### PROVIDED RECORDS:

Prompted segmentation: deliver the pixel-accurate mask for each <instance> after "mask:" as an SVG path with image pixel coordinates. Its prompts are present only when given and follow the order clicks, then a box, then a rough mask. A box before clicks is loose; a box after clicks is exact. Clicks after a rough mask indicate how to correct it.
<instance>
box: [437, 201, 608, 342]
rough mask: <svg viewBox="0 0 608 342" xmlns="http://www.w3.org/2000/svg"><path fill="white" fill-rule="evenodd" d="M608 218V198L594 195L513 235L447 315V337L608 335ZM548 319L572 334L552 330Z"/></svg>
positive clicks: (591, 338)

### WRITTEN TASK:
Edit the rows above so that "positive clicks" becomes "foreground clicks" wherever it appears. Leave everything else the same.

### SOLUTION TO THE PROBLEM:
Prompted segmentation: deliver the pixel-accurate mask for each <instance> after "mask:" as an SVG path with image pixel coordinates. Its prompts are present only when given and follow the order clicks, then a box, then a rough mask. A box before clicks is loose; a box after clicks is exact. Clicks after a rough mask indicate how to correct it.
<instance>
box: [437, 201, 608, 342]
rough mask: <svg viewBox="0 0 608 342" xmlns="http://www.w3.org/2000/svg"><path fill="white" fill-rule="evenodd" d="M608 218V198L594 195L513 235L447 315V337L608 335ZM548 319L572 334L552 330Z"/></svg>
foreground clicks: (591, 338)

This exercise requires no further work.